Position identification records:
-=-=-=-=-
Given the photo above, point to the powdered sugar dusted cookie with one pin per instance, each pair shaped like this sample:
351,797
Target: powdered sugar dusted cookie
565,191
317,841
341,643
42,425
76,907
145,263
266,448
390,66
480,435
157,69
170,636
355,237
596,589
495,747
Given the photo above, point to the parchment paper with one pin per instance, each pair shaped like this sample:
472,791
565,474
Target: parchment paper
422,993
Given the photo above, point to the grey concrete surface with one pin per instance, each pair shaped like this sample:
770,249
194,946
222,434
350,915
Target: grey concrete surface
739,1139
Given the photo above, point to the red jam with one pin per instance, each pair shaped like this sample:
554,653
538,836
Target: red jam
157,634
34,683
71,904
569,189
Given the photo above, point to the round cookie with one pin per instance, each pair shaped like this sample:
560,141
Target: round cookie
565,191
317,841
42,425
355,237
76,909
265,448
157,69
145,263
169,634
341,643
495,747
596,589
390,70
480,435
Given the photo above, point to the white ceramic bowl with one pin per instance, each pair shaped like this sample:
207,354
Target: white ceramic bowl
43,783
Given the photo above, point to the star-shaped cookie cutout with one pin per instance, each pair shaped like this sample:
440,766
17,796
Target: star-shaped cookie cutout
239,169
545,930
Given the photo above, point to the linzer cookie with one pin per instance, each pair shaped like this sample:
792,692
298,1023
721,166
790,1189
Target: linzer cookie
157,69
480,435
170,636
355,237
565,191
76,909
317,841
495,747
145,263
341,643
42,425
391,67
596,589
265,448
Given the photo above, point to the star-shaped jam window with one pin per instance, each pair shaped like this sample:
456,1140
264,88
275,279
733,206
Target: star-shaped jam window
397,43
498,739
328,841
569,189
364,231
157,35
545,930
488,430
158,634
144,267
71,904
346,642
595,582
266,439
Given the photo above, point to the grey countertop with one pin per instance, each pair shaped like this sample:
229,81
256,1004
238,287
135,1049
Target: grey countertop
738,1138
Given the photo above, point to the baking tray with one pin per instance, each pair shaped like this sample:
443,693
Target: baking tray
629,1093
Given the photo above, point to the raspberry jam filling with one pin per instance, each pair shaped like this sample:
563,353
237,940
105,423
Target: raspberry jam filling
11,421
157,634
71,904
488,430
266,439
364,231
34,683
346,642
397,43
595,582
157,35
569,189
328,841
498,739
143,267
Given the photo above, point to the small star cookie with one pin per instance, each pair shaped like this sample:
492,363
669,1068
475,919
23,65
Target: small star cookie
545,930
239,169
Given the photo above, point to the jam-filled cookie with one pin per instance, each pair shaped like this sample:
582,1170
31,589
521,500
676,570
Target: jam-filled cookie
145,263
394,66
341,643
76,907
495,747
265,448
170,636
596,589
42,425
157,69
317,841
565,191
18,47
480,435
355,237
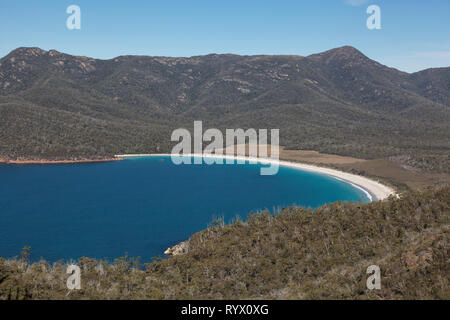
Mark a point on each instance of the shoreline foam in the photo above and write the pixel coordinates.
(41, 161)
(374, 190)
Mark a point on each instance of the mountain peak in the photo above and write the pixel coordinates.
(340, 53)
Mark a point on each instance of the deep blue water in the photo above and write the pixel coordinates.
(140, 206)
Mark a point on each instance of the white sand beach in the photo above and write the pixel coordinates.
(373, 189)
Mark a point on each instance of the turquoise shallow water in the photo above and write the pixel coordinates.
(140, 206)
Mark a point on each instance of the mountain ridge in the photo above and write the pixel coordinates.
(338, 101)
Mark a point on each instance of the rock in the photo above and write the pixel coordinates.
(179, 249)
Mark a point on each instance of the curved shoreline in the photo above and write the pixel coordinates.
(374, 190)
(41, 161)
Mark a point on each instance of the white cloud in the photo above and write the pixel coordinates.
(355, 3)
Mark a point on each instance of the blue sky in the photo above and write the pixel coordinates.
(415, 34)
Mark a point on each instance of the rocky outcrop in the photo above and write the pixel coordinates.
(179, 249)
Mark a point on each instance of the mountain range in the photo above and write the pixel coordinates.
(58, 106)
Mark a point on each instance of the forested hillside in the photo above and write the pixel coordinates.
(58, 106)
(296, 254)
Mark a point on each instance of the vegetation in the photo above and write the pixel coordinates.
(57, 106)
(296, 254)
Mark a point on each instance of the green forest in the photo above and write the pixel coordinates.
(297, 253)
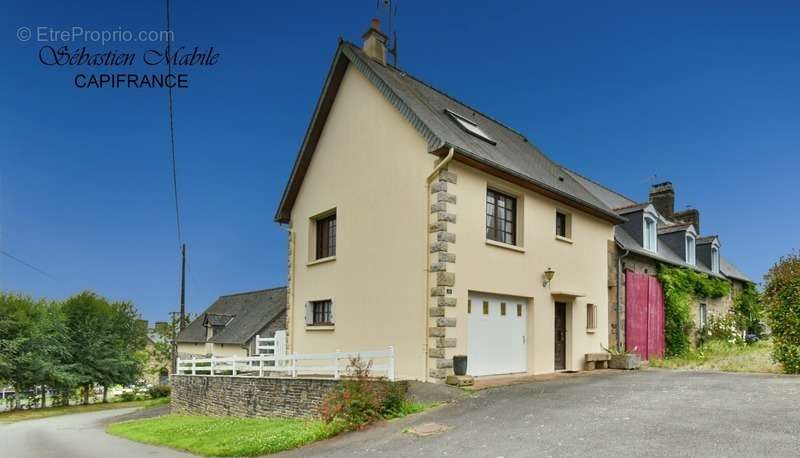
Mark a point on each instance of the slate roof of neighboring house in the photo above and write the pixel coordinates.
(426, 109)
(624, 205)
(242, 314)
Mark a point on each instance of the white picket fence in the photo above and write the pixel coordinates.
(333, 365)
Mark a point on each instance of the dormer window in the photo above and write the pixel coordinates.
(690, 250)
(471, 127)
(650, 237)
(715, 259)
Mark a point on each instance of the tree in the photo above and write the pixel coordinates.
(782, 301)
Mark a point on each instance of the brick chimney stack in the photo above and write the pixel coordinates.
(375, 42)
(662, 196)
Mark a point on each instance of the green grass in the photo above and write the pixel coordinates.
(32, 414)
(410, 408)
(224, 436)
(723, 356)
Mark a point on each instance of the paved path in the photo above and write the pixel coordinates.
(77, 435)
(642, 413)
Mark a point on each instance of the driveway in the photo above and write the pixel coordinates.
(650, 412)
(78, 435)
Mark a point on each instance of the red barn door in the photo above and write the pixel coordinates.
(644, 315)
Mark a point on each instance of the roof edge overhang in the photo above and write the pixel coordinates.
(499, 171)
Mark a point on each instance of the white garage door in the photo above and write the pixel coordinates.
(497, 341)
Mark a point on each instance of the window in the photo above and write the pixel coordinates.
(591, 317)
(690, 249)
(321, 313)
(714, 259)
(561, 224)
(471, 127)
(703, 316)
(326, 237)
(501, 217)
(650, 237)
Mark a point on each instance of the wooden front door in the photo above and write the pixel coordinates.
(560, 362)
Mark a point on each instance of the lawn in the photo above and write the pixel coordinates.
(32, 414)
(722, 356)
(224, 436)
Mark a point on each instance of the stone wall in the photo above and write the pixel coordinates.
(249, 397)
(442, 240)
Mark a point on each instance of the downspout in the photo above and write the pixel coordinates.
(428, 181)
(619, 295)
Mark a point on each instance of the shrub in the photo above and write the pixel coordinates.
(159, 391)
(361, 400)
(782, 301)
(721, 328)
(681, 287)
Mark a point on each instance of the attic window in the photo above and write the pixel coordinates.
(471, 127)
(690, 249)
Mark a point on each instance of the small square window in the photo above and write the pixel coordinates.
(321, 313)
(591, 317)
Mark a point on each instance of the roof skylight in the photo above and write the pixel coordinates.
(471, 127)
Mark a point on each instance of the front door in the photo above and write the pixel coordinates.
(560, 362)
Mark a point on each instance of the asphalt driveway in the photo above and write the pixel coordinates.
(651, 412)
(76, 435)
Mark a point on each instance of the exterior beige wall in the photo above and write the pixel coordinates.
(581, 268)
(371, 166)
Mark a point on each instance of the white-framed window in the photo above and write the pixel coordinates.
(650, 236)
(690, 249)
(714, 259)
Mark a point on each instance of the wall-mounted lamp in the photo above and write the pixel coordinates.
(548, 275)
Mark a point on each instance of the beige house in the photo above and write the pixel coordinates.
(418, 222)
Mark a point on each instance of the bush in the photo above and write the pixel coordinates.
(159, 391)
(721, 328)
(681, 287)
(362, 400)
(782, 301)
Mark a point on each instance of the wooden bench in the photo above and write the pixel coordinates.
(596, 361)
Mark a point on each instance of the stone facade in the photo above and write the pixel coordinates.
(442, 240)
(249, 396)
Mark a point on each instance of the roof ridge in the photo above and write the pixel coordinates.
(406, 74)
(253, 292)
(597, 183)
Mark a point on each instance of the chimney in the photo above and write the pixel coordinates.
(662, 196)
(375, 42)
(691, 215)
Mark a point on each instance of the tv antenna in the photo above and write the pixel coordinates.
(387, 9)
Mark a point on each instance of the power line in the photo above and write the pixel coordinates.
(172, 128)
(30, 266)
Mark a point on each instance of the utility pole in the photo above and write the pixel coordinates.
(182, 323)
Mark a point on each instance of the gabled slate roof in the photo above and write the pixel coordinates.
(664, 253)
(426, 109)
(242, 314)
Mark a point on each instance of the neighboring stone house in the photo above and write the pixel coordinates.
(418, 222)
(654, 233)
(229, 326)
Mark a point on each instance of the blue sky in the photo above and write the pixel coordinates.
(706, 96)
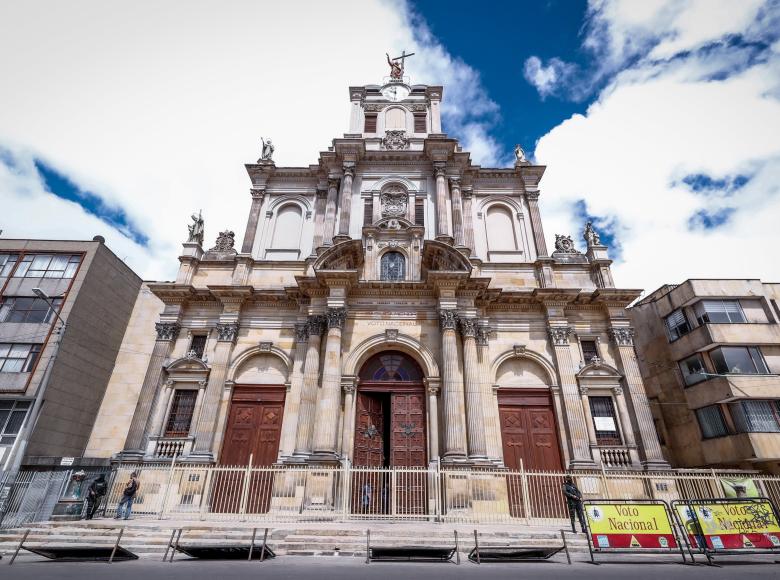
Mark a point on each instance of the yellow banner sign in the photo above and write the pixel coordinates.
(629, 525)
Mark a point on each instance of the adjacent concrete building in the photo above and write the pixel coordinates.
(709, 351)
(67, 370)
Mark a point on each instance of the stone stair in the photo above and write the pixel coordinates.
(149, 539)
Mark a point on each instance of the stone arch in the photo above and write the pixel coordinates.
(284, 361)
(390, 341)
(549, 374)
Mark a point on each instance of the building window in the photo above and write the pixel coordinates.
(198, 345)
(693, 370)
(420, 125)
(603, 412)
(393, 267)
(29, 310)
(756, 416)
(590, 351)
(7, 263)
(677, 325)
(711, 422)
(182, 407)
(370, 124)
(738, 360)
(718, 311)
(18, 358)
(419, 212)
(12, 414)
(368, 211)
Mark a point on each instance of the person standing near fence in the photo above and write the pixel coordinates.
(574, 502)
(95, 495)
(128, 496)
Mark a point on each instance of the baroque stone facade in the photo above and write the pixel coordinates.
(392, 305)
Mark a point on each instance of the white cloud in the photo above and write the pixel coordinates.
(156, 106)
(659, 121)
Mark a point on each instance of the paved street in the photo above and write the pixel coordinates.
(297, 567)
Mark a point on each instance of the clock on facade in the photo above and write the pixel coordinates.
(395, 93)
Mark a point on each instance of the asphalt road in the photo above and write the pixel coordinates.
(346, 568)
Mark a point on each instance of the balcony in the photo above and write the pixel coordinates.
(707, 335)
(742, 447)
(723, 389)
(169, 447)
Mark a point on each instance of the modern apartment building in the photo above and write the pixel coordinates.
(709, 353)
(64, 307)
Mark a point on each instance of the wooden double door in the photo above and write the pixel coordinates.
(254, 429)
(390, 432)
(529, 437)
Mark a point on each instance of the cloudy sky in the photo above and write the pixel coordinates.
(659, 120)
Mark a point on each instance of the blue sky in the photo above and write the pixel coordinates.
(657, 120)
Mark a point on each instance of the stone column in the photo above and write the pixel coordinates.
(319, 219)
(254, 218)
(433, 421)
(442, 221)
(588, 416)
(452, 390)
(293, 400)
(468, 219)
(457, 212)
(492, 432)
(644, 427)
(346, 202)
(330, 211)
(227, 333)
(138, 435)
(475, 416)
(311, 377)
(572, 404)
(329, 405)
(349, 418)
(536, 223)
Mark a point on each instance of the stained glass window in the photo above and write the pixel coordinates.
(393, 267)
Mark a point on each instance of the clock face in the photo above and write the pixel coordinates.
(395, 93)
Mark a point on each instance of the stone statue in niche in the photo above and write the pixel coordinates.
(394, 201)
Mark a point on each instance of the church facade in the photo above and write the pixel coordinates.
(391, 305)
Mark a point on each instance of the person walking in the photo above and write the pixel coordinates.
(128, 496)
(95, 495)
(574, 502)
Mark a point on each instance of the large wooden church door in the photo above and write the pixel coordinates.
(254, 428)
(389, 433)
(530, 439)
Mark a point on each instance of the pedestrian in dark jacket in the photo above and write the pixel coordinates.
(95, 495)
(128, 496)
(574, 502)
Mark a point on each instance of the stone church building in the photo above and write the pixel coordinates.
(393, 304)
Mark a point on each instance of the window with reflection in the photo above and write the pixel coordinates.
(393, 267)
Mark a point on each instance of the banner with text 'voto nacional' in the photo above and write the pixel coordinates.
(734, 525)
(638, 526)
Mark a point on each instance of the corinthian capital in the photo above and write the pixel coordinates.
(315, 325)
(468, 327)
(227, 332)
(448, 319)
(622, 336)
(336, 317)
(167, 330)
(559, 335)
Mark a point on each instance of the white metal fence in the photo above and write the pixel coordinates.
(309, 493)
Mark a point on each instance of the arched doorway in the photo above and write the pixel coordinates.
(390, 437)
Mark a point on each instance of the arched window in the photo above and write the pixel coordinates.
-=-=-=-=-
Everything from the line containing "Mark a point on each instance of the stone church" to the end of the records must be written out exactly; include both of those lines and no others.

CORRECT OUTPUT ->
Mark a point on each instance of the stone church building in the photo above and write the pixel coordinates.
(393, 304)
Mark a point on each instance of the window with reflection in the photo above and write the pixel coordinates.
(393, 267)
Mark a point on each instance of the banner with text 'voto nacional' in the photo above and write the pixel coordinates.
(734, 525)
(638, 526)
Mark a point on each instance of the corinthian capital in the photo above and write the pixel coordinates.
(315, 325)
(468, 327)
(227, 332)
(448, 319)
(622, 336)
(336, 317)
(167, 330)
(559, 335)
Mark a point on each instance of the white metal fence in the photo above and write the pixel coordinates.
(309, 493)
Mark a point on each instance of the arched doorway in the photo above and write the pixel coordinates.
(390, 437)
Mark a point on each instance of the arched window in the photo above and write the pixel coordinates.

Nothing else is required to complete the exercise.